### TASK INPUTS
====================

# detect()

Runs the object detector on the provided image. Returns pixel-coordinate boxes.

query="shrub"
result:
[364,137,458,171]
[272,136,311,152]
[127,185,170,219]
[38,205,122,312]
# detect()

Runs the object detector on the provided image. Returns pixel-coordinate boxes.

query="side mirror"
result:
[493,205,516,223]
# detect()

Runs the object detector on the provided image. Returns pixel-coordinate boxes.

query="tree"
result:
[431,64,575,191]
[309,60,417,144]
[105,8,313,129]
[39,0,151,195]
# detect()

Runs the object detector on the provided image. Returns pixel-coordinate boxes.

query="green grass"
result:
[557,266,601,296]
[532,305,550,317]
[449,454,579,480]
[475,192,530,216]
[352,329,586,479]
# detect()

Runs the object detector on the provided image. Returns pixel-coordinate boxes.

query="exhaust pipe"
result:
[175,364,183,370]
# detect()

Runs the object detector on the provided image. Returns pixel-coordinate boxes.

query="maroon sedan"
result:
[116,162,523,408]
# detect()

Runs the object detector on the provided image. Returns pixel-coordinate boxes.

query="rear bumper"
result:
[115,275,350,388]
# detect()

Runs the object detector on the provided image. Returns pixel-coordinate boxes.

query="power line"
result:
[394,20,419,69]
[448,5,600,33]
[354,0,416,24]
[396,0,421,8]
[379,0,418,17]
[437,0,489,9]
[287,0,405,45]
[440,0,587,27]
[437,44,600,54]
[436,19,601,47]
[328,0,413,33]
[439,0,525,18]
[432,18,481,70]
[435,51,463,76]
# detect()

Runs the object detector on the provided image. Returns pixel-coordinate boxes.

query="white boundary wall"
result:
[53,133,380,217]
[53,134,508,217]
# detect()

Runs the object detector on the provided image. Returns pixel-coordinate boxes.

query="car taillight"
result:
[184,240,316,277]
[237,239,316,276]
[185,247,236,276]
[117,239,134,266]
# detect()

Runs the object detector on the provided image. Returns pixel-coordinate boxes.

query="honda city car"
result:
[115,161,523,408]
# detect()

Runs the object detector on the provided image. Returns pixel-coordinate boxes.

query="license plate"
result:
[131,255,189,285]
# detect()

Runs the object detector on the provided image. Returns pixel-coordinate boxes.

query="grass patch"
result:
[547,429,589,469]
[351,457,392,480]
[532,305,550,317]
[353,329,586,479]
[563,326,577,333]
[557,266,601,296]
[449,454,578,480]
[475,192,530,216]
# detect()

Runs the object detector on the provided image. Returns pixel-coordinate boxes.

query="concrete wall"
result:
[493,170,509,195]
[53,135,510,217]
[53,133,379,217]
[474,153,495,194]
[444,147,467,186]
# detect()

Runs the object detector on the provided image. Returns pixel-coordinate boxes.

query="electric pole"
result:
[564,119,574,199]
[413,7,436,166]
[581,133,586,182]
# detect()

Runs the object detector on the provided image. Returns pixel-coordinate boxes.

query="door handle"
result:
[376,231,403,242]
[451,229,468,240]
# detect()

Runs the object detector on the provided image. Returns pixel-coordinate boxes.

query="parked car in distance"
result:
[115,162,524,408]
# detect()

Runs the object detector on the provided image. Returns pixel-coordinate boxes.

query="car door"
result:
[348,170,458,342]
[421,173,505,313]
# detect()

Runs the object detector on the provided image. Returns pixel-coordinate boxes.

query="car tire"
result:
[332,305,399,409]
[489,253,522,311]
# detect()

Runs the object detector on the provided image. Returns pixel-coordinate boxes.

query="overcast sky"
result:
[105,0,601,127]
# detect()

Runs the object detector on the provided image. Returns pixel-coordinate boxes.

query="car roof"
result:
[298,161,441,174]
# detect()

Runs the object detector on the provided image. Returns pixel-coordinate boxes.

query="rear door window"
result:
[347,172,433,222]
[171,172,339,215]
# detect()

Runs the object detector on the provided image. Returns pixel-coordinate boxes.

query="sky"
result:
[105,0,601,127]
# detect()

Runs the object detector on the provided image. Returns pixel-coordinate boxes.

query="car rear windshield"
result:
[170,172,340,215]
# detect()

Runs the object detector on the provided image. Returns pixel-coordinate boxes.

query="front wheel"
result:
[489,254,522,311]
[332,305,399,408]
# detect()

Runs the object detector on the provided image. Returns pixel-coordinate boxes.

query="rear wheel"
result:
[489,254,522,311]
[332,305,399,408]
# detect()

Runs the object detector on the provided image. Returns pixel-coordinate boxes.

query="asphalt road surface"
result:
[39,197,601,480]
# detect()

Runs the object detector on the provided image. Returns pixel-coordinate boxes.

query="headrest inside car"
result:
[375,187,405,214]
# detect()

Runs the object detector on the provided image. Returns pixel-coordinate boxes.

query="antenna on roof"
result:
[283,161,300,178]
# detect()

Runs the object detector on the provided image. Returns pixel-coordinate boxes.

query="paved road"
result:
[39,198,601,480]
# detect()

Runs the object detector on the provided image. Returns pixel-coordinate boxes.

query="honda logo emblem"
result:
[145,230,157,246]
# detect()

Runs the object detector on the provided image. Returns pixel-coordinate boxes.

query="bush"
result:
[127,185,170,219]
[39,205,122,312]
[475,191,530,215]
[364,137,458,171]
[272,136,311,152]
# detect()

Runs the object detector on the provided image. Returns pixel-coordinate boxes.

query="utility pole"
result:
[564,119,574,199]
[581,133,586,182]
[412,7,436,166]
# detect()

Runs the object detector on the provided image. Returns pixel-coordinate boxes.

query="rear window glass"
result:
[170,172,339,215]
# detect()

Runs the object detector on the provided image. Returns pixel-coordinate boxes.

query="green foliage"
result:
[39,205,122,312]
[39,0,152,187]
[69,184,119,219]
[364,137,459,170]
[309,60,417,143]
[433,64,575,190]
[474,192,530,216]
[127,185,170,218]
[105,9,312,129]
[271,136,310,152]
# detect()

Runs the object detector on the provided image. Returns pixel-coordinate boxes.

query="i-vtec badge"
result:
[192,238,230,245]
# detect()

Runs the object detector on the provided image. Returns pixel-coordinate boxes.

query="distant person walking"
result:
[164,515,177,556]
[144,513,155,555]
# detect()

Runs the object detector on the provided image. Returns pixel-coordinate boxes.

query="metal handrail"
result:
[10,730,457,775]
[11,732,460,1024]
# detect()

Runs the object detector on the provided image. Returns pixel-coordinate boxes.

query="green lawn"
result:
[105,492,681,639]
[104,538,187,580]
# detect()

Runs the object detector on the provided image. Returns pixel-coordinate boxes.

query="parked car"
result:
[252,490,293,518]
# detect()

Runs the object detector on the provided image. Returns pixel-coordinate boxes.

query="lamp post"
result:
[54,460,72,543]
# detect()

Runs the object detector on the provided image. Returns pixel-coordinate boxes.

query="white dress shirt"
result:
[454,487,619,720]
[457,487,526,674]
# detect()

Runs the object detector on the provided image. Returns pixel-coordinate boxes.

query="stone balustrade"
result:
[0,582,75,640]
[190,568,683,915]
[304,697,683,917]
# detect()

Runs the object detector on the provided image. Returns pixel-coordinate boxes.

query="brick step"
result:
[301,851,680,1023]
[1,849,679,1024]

====================

### WHAT THIS TASK INVOLVES
Would you copy out all the entries above without changing a single character?

### RESPONSE AREA
# detect()

Runs the object detector on the provided image. Returns pixel-coordinate boxes.

query="shrub"
result:
[364,137,458,171]
[272,136,311,152]
[127,185,170,219]
[38,205,122,312]
# detect()

Runs the object detector on the provided image. Returns pixel-coordinate boxes.

query="side mirror"
result:
[493,205,516,223]
# detect()

Runs the object detector on the provided image. Returns pixel-coordinate boxes.

query="tree"
result:
[431,64,575,191]
[309,60,417,144]
[105,8,313,129]
[39,0,151,195]
# detect()

Runs the object detector on the provided image. Returns pixel-coordinate boxes.

query="green grass"
result:
[557,266,601,296]
[532,305,550,317]
[449,454,579,480]
[475,192,530,216]
[352,329,586,479]
# detect()

Runs the object detector on the provided image. Returns pixel-coordinate boxes.

query="exhaust pipe"
result:
[175,364,183,370]
# detect()

Runs the object detector on the provided image. Returns pixel-coordinate boxes.

query="maroon sedan"
result:
[116,162,523,408]
# detect()

Runs the object detector on the provided image. Returns pixel-coordinate boxes.

query="rear bumper"
result:
[115,275,350,388]
# detect()

Runs the object detector on the provided image. Returns pixel-coordinate boxes.

query="power line"
result:
[394,20,419,69]
[448,5,600,33]
[354,0,416,24]
[396,0,421,8]
[379,0,418,17]
[437,0,489,9]
[287,0,405,45]
[440,0,587,27]
[437,44,600,54]
[436,19,601,47]
[328,0,413,33]
[439,0,525,18]
[432,18,481,70]
[435,51,463,76]
# detect()

Runs the object detector on the provided image. Returns pixel-coordinate boxes.

query="white boundary wall"
result:
[53,133,380,217]
[53,134,508,217]
# detect()

Runs the object detector on the provided image. Returns pixel-coordinate boxes.

query="car taillight"
result:
[184,240,316,277]
[237,239,316,276]
[185,247,236,276]
[117,239,134,266]
# detect()

Runs the object detector on the provided image. Returns pixel-coordinate boxes.

query="honda city car"
result:
[115,161,523,408]
# detect()

Runs the object detector on the provided image. Returns pixel-coordinate boxes.

query="license plate"
result:
[131,255,189,285]
# detect()

Runs the object detector on the provided image. Returns pixel-coordinate boxes.

query="grass patch"
result:
[547,429,589,469]
[351,457,392,480]
[532,305,550,317]
[353,329,586,479]
[563,326,577,333]
[557,266,601,296]
[449,454,578,480]
[475,192,530,216]
# detect()

Runs the object detector on the provided image. Returns pixel-coordinate boxes.

query="concrete wall"
result:
[493,170,509,195]
[53,135,510,217]
[53,133,379,217]
[474,153,495,194]
[444,147,467,186]
# detect()

Runs the object detector on the provided image. Returns pixel-coordinate boxes.

query="electric pole"
result:
[564,119,574,199]
[413,7,436,166]
[581,133,586,182]
# detect()

Runs the object detector on the provided image. Returns pixel-coordinate boxes.

query="door handle"
result:
[376,231,403,242]
[451,229,468,240]
# detect()

Runs the object detector on the provided image. Returns pixel-coordinate boxes.

query="parked car in distance"
result:
[115,162,524,408]
# detect()

Runs the object detector on the provided image. Returns pixel-coordinate boxes.

query="car door"
result:
[348,170,458,342]
[421,173,505,313]
# detect()

Runs the object detector on the provided image. Returns pixel-coordinate boxes.

query="car tire"
result:
[332,305,399,409]
[489,253,522,311]
# detect()

Runs the object detector on the provided image. Returns pixel-coordinate boxes.

query="overcast sky"
result:
[105,0,601,127]
# detect()

Runs the object detector on the provided image. Returns pixel-coordinate boxes.

query="car roof"
result:
[298,161,441,174]
# detect()

Runs the object detector on the provided image. Returns pixel-coordinate boxes.

query="rear door window"
result:
[347,172,433,222]
[171,172,339,215]
# detect()

Runs the object detector on the provided image. Returns pixel-coordinate boxes.

query="sky"
result:
[105,0,601,127]
# detect()

Runs the object detector on the provided image. Returns pixel-coordinate boxes.

query="car rear windshield"
result:
[170,172,340,215]
# detect()

Runs the object detector on the provided image. Returns pixel-coordinate boxes.

query="front wheel"
result:
[489,254,522,311]
[332,305,399,408]
# detect()

Runs the object detector on the provided image. Returns pixel-coordinate boxes.

query="rear wheel"
result:
[489,254,522,311]
[332,305,399,408]
# detect()

Runs the object detector on the provided image. Returns pixel-coordinate boxes.

query="asphalt road surface"
result:
[39,197,601,480]
# detect()

Runs the object detector on the provided image. Returns pixel-coordinate boxes.

query="headrest inside car"
result:
[375,187,405,214]
# detect()

Runs the object detector on the provided image. Returns pixel-coordinate boxes.

query="antenna on roof"
result:
[283,161,300,178]
# detect()

Runs the object detector on the provided image. Returns pixel-coordinate boxes.

query="paved road"
result:
[39,198,601,480]
# detect()

Runs the object detector on the provided image. Returns pixel-coordinate boxes.

query="honda logo emblem"
result:
[145,230,157,246]
# detect()

Runs the object detector on the provided image. Returns pixel-coordinate boxes.

query="bush"
result:
[127,185,170,219]
[39,205,122,312]
[475,191,530,215]
[364,137,458,171]
[272,136,311,152]
# detect()

Runs the object detector on the provided image. Returns pixel-coordinate boxes.

query="utility pole"
result:
[564,119,574,199]
[581,133,586,182]
[412,7,436,166]
# detect()

Runs the object detector on the provided image. Returns pixel-coordinate boxes.

query="rear window glass"
result:
[170,172,339,215]
# detect()

Runs the object detector on the provided image. Returns pixel-coordinate boxes.

query="green foliage"
result:
[39,205,122,312]
[39,0,152,187]
[69,184,119,219]
[364,137,459,170]
[309,60,417,143]
[433,64,575,190]
[474,192,530,216]
[127,185,170,218]
[105,9,312,129]
[271,136,310,152]
# detect()

Runs the object detector on the provided image. Returns pixel-coordinate boxes.

query="i-vtec badge"
result:
[192,238,230,245]
# detect()

Runs the object detector on the provided image. Returns pixel-coordinate boxes.

query="distant person walking"
result:
[164,515,177,556]
[144,513,155,555]
# detect()

Runs the object detector on the provided image. Returns pixel-coordinate boxes.

query="metal handrail"
result:
[10,730,457,775]
[11,732,460,1024]
# detect()

Runs the object detector on the provided image. Returns pixel-coordinate boxes.

query="green lawn"
result:
[105,492,681,639]
[104,538,187,580]
# detect()

Runs the object detector on the provided image. Returns pixel-coordinate boxes.

query="parked car"
result:
[252,490,293,518]
# detect()

Runs the object detector on the provided image. Returns pixel-coordinate boxes.

query="lamp post"
result:
[54,460,72,543]
# detect()

Runs the object detector on the provided image. Returns pixel-coordinate boxes.

query="white dress shirt"
result:
[454,487,619,720]
[457,487,526,674]
# detect()

Runs the object detector on the provided image. Returns pixel-coordinate boxes.

query="stone balustrade"
result:
[0,582,75,640]
[190,568,683,915]
[304,697,683,917]
# detect()

Runs the object detector on the provided image. Returns pixel-coordinate boxes.

query="brick step"
result:
[301,851,680,1023]
[1,849,679,1024]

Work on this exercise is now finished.